AIM OF THE TASK:
In the passage on the backgammon doubling cube, what two choices does a player have when offered a double?

EXCERPT TO READ:
The invention of the doubling die, often called the cube, revived international interest in what was already a good game by adding a whole new dimension to the excitement. It is easy to see how a backgammon game which has started at a relatively low stake can suddenly become a much more serious affair, as the cube escalates to 8, 16 or even 32, with the possibility that the winner will, in the end, win a gammon or even a backgammon. But that is not all. Doubling has not only added excitement to the backgammon game: it has also added a new element of decision. Decisions about the cube are as important as all the other skills of the game combined.
The decision whether to take a double
Your first feeling may be that you should refuse a double whenever you are at a disadvantage. That is quite wrong, but it is an easy mistake to make until you have thought it out. Why on earth should you agree to increase the stakes when the other person has an advantage? The answer, of course, is that you should not agree if you can keep the stakes the same. But you can't. You have either got to pay the original stake, i.e. 'drop' the double, or agree to pay for twice as much. You must choose the lesser evil.
The question each time is this: 'Is it better to sacrifice the present stake by dropping, or is it worth taking the risk of agreeing to double the stakes because I still have a reasonable chance?' For the moment, I am only dealing with positions where there is no question of a gammon.

DATASET EXTRACT:
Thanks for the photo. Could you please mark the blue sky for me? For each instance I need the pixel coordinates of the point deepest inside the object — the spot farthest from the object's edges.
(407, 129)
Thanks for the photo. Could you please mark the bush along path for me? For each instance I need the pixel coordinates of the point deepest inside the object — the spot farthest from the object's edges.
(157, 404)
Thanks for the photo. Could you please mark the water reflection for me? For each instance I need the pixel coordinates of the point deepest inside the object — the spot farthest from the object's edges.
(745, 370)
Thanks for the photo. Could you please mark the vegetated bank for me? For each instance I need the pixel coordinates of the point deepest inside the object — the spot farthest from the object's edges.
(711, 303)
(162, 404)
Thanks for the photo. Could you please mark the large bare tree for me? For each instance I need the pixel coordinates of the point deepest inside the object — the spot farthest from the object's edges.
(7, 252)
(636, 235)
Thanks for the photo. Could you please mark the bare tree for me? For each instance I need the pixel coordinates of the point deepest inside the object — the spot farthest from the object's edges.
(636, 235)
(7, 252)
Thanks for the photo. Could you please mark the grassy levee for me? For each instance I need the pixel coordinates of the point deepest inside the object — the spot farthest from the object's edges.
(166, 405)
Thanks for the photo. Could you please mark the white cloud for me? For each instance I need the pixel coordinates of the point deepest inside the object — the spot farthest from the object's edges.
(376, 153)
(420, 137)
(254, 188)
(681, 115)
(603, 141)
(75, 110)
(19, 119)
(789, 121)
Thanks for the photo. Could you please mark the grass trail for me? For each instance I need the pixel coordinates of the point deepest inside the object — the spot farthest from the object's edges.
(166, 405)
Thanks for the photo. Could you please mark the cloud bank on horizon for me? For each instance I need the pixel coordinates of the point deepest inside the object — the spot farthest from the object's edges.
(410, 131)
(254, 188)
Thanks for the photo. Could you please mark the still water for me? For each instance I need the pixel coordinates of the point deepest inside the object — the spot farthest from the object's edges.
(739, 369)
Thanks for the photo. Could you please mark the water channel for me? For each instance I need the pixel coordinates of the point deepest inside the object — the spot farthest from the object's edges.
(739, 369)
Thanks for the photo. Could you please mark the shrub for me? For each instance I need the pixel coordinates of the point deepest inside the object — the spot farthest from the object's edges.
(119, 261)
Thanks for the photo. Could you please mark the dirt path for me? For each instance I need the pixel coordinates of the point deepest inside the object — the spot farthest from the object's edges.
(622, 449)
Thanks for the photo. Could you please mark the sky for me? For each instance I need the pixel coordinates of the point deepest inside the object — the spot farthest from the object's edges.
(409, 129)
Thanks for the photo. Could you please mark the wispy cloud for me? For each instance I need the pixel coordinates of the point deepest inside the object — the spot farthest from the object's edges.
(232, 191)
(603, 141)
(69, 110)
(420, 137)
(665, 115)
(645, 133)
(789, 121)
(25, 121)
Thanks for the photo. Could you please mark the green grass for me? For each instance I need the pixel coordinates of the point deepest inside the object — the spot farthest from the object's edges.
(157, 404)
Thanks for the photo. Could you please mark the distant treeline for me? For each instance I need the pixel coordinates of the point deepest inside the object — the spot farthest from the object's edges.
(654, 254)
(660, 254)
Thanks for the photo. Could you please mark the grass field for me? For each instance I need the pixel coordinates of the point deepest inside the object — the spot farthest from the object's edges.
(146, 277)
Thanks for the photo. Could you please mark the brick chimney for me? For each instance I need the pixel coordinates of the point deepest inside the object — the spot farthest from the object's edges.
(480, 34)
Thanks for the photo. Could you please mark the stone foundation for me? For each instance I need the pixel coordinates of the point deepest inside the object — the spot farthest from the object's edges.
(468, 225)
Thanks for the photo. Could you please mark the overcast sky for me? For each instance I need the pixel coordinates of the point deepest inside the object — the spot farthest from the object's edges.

COMPLETE ANSWER:
The player can either drop the double and pay the original stake, or accept and play on for twice as much.